**Text shown:**
Coming into the New Year, we saw lots of reports that small business owners would be upping their social media spend in 2011. Reports suggested perhaps the “experimentation” days of social media were over and that businesses were beginning to treat it like a real marketing channel, with dedicated resources. To give us some insight into how small businesses are using the medium and where they’re finding success, eMarketer recently highlighted an Adology survey of 752 SMBs that showed which sites were working best and what businesses were getting out of them.
What social media sites were voted very or somewhat beneficial to SMBs? Turns out it’s all the usual suspects:
While it’s no surprise to see Facebook and Twitter taking top prizes with 55 percent and 32 percent, respectively, I was surprised to see YouTube beat out the more SMB-friendly Yelp, which came in below even MySpace and Groupon. While I’d love to think it’s an indicator that more small business owners are getting friendly with online video, I’m more inclined to believe that SMBs still aren’t fully taking advantage of Yelp and its new features. The early adoption of Groupon becomes even more interesting after yesterday’s post about the forthcoming Google Offers. Maybe Google got these stats earlier than the rest of us. 😉
But knowing what sites SMBs find most beneficial is only half the story. We also have to look at how they’re using the sites. It was encouraging to see that lead generation was the top reported benefit of social media, noted by 57.2 percent. Nice to see that SMBs are finding a payday using these social channels. Also making the list:
- Monitoring what’s being said about their business
- Keeping up with the industry
- Improving customer experience
- Competitive intelligence [looks like some people read my post on twit-stalking. 😉 ]
Curiously absent from the list: branding and building awareness. Not sure if it simply isn’t a large enough goal for small business owners or if it’s lumped into monitoring mentions. Either way, as a small business, I’d have to think building awareness is one of the main goals for participating in these sites. For local companies with small marketing budgets, social media is a cost-effective way to get exposure, build recognition and connect with people in a scalable way.
Though a small sample size, I thought the report provided an interesting glimpse into how many small business owners may be looking at social media. How does the report match up with your own findings and experiences? Hopefully offering up some stats on how social media has been beneficial to SMBs will show naysayers there’s life in the water and entice them to give it a try. In 2011, if you’re not using social media to gain attention over your competitors, you can bet they’re using it to gain attention over you.
MySpace made the list? And in the middle of the pack no less?
I check http://grouponbot.com more often then I check groupon now.

**Request A:** Report the number of lines in the records that contain the string "Below", treating uppercase and lowercase as distinct. Give only the number.
The records bear no relation to the blog post on small business social media use.

**Supplied data:**
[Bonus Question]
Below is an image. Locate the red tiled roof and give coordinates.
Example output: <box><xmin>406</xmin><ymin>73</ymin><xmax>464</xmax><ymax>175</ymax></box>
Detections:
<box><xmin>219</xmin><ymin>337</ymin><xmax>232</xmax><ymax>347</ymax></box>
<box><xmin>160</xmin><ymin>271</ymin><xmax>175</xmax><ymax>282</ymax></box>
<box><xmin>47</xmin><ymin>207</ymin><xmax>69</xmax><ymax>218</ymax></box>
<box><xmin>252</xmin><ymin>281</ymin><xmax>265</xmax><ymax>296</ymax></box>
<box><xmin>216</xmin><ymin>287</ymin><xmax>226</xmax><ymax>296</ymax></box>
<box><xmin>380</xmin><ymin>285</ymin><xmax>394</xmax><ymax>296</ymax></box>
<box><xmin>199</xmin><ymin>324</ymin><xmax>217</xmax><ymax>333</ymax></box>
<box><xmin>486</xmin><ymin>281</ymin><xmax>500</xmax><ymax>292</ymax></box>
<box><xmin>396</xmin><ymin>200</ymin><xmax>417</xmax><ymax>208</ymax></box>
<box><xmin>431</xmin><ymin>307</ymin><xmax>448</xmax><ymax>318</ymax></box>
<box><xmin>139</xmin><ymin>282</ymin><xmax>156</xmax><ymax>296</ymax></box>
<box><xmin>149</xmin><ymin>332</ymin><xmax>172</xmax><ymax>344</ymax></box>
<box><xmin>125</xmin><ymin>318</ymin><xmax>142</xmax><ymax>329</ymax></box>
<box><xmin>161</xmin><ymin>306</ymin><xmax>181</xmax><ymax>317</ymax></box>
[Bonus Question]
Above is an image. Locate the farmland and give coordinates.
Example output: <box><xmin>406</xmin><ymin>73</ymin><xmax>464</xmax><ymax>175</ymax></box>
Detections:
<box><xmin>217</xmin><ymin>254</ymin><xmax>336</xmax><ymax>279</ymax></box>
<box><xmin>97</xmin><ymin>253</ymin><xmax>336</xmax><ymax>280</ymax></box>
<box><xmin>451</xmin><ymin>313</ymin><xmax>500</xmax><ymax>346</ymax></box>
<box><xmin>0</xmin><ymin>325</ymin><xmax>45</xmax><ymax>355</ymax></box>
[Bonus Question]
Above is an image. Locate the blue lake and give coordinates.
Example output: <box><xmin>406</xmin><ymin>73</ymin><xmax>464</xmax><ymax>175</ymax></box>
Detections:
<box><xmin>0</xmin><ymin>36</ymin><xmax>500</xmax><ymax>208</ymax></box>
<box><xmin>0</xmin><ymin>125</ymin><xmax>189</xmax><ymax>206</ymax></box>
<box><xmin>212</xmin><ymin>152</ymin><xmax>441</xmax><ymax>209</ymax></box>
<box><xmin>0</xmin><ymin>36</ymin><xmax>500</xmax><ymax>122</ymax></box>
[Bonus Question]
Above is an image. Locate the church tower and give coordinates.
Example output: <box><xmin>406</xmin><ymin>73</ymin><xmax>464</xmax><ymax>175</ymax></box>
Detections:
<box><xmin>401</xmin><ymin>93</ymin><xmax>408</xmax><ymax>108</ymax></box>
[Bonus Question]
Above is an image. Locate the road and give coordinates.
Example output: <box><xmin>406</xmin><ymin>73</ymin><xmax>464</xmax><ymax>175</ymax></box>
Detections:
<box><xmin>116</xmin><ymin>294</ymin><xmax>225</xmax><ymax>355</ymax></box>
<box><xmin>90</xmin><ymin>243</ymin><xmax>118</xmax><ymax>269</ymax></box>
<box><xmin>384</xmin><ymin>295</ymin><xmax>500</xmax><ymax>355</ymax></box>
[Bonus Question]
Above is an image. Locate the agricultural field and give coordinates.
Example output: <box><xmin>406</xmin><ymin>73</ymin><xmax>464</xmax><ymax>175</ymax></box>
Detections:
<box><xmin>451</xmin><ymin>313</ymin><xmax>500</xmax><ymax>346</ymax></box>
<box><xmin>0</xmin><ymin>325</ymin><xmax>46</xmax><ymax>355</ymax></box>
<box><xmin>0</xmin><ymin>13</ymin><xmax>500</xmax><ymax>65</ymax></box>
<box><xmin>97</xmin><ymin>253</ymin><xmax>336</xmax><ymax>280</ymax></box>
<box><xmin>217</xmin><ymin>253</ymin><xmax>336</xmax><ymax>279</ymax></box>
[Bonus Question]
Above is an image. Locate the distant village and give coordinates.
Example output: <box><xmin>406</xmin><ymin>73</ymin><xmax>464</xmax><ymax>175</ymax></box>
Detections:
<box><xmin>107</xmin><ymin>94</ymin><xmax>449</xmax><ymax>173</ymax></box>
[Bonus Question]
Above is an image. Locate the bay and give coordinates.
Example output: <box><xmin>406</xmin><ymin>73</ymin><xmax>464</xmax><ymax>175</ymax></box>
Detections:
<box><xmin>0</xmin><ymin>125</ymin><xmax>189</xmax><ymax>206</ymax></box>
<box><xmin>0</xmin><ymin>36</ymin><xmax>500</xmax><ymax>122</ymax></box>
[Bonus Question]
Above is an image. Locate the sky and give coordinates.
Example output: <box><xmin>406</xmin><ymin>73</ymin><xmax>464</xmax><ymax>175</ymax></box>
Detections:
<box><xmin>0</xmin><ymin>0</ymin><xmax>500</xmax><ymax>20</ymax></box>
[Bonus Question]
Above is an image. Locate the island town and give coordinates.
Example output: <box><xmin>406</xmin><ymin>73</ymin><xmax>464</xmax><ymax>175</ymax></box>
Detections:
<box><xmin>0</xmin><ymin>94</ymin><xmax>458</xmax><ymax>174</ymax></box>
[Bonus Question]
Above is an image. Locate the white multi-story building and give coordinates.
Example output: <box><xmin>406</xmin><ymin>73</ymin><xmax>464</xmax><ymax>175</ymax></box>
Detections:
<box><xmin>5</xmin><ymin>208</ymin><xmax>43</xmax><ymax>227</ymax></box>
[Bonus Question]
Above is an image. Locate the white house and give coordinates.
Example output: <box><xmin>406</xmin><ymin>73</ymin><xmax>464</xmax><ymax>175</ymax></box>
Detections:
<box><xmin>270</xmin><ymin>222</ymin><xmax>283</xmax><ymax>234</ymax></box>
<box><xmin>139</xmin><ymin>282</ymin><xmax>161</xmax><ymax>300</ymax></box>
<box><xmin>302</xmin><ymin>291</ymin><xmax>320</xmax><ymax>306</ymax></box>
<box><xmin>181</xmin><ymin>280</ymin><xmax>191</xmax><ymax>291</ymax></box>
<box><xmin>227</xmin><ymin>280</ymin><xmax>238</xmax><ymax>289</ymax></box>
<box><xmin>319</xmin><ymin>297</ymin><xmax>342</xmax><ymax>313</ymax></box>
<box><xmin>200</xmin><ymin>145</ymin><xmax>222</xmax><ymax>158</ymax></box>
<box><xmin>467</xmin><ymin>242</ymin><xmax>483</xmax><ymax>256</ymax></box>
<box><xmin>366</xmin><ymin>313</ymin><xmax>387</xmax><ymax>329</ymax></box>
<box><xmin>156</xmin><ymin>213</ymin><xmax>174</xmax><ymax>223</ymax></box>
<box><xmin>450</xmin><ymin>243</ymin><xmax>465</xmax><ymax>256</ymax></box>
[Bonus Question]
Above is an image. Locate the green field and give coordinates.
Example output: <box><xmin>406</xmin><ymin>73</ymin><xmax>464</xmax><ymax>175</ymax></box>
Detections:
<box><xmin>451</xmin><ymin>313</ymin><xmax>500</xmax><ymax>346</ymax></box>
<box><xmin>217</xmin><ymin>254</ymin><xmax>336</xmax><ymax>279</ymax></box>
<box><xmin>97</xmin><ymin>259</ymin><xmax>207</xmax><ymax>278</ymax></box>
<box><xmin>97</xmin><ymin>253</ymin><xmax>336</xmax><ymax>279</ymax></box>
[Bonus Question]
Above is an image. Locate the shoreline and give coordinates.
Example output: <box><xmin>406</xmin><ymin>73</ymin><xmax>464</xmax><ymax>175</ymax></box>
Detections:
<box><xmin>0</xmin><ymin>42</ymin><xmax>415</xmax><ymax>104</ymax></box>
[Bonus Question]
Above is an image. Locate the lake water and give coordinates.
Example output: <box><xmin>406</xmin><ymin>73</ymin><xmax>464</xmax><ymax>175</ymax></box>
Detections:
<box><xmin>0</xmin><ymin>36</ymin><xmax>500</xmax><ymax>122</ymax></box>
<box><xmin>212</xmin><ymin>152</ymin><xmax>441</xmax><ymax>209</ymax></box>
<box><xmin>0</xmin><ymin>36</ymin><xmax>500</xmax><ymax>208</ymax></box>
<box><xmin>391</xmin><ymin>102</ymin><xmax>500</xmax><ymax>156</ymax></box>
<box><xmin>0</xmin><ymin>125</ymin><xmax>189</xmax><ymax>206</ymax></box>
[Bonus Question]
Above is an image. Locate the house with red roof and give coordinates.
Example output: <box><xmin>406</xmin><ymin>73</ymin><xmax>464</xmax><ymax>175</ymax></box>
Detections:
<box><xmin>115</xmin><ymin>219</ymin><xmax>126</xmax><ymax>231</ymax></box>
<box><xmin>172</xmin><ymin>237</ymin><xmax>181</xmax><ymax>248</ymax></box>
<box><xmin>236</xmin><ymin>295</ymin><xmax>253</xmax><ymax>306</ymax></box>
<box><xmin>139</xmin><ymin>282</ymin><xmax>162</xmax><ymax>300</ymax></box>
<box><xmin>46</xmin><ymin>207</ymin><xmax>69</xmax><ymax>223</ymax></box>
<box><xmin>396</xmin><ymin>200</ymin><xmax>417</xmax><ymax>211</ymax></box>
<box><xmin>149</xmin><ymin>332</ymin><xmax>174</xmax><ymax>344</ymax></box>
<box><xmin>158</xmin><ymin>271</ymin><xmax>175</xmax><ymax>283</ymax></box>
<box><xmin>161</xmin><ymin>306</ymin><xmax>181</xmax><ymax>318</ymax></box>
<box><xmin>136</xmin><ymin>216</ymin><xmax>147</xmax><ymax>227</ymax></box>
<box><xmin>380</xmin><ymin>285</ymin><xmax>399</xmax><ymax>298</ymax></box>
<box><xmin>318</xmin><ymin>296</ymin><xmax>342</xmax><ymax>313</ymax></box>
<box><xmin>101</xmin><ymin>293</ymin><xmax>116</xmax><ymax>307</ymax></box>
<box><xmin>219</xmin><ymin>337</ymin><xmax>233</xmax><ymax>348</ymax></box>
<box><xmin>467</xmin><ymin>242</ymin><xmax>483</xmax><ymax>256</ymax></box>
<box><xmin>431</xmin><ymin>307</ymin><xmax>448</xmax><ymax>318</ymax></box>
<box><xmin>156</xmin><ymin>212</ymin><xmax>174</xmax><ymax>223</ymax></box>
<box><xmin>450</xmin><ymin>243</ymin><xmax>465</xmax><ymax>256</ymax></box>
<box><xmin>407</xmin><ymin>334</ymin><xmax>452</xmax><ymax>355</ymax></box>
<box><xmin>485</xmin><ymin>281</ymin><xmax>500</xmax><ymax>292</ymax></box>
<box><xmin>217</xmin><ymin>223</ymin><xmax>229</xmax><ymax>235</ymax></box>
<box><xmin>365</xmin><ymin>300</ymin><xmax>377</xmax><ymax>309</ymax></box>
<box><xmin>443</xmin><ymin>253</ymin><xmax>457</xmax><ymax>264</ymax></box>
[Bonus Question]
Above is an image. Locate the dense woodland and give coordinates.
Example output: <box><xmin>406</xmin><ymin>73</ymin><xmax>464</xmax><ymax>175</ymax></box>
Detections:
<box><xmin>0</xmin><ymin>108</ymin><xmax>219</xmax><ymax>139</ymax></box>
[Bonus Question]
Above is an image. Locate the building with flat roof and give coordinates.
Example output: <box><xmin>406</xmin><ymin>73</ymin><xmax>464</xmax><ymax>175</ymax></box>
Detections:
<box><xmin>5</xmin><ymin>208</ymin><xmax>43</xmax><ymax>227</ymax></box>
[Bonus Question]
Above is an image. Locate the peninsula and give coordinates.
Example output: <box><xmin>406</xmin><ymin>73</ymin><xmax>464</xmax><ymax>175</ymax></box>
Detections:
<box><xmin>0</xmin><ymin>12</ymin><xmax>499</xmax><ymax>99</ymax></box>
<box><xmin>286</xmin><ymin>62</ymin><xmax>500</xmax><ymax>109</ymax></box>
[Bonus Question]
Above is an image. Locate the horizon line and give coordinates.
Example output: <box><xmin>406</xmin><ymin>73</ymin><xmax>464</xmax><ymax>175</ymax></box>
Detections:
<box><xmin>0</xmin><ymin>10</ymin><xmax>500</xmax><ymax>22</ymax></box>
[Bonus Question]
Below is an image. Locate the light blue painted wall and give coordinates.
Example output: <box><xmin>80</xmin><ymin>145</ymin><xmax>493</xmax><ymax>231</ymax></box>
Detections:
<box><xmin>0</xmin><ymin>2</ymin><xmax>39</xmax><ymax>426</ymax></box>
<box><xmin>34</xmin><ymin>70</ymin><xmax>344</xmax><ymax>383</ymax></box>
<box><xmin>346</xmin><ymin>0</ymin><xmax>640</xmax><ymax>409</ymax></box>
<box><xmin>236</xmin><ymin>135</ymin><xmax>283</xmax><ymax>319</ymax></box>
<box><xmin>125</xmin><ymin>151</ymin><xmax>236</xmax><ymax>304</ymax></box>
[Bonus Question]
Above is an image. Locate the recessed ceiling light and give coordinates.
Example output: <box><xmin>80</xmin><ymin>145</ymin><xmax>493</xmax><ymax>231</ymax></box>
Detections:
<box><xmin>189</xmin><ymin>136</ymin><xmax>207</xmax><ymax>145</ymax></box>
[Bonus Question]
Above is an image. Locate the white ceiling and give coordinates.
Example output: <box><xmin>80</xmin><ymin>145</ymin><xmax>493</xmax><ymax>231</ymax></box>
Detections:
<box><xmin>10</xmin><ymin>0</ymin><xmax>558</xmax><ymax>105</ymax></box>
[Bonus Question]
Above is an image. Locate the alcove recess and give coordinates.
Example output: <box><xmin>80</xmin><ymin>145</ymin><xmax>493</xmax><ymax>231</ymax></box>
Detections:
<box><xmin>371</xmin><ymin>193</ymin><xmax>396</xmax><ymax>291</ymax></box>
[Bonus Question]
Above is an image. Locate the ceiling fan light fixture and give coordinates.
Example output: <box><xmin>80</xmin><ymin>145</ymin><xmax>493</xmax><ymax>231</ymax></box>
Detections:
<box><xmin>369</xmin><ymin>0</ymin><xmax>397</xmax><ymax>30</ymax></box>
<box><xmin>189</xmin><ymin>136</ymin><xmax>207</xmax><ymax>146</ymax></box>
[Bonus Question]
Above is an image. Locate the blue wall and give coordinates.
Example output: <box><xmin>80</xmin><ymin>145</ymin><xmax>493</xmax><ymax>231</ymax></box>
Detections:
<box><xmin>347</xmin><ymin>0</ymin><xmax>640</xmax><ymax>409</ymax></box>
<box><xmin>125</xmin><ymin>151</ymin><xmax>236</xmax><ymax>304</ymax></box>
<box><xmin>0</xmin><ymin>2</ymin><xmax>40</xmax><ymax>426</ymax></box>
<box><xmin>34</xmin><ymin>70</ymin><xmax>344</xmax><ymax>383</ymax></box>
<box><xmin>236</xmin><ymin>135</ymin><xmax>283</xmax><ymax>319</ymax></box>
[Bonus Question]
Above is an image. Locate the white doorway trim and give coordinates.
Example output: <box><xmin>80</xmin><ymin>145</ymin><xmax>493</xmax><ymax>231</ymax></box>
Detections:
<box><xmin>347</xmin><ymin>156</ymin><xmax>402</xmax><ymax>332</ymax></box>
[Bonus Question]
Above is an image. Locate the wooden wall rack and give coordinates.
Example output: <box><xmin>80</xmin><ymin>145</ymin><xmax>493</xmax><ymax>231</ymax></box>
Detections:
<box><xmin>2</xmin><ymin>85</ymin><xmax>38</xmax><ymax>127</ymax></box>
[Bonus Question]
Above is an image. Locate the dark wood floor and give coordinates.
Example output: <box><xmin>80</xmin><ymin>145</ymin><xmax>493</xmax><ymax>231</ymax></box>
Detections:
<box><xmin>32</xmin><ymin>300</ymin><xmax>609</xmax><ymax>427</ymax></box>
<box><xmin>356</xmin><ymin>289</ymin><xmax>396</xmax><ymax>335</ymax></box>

**Request B:** According to the blog post, how many small and midsize businesses did the Adology survey cover?

**Correct answer A:** 2

**Correct answer B:** 752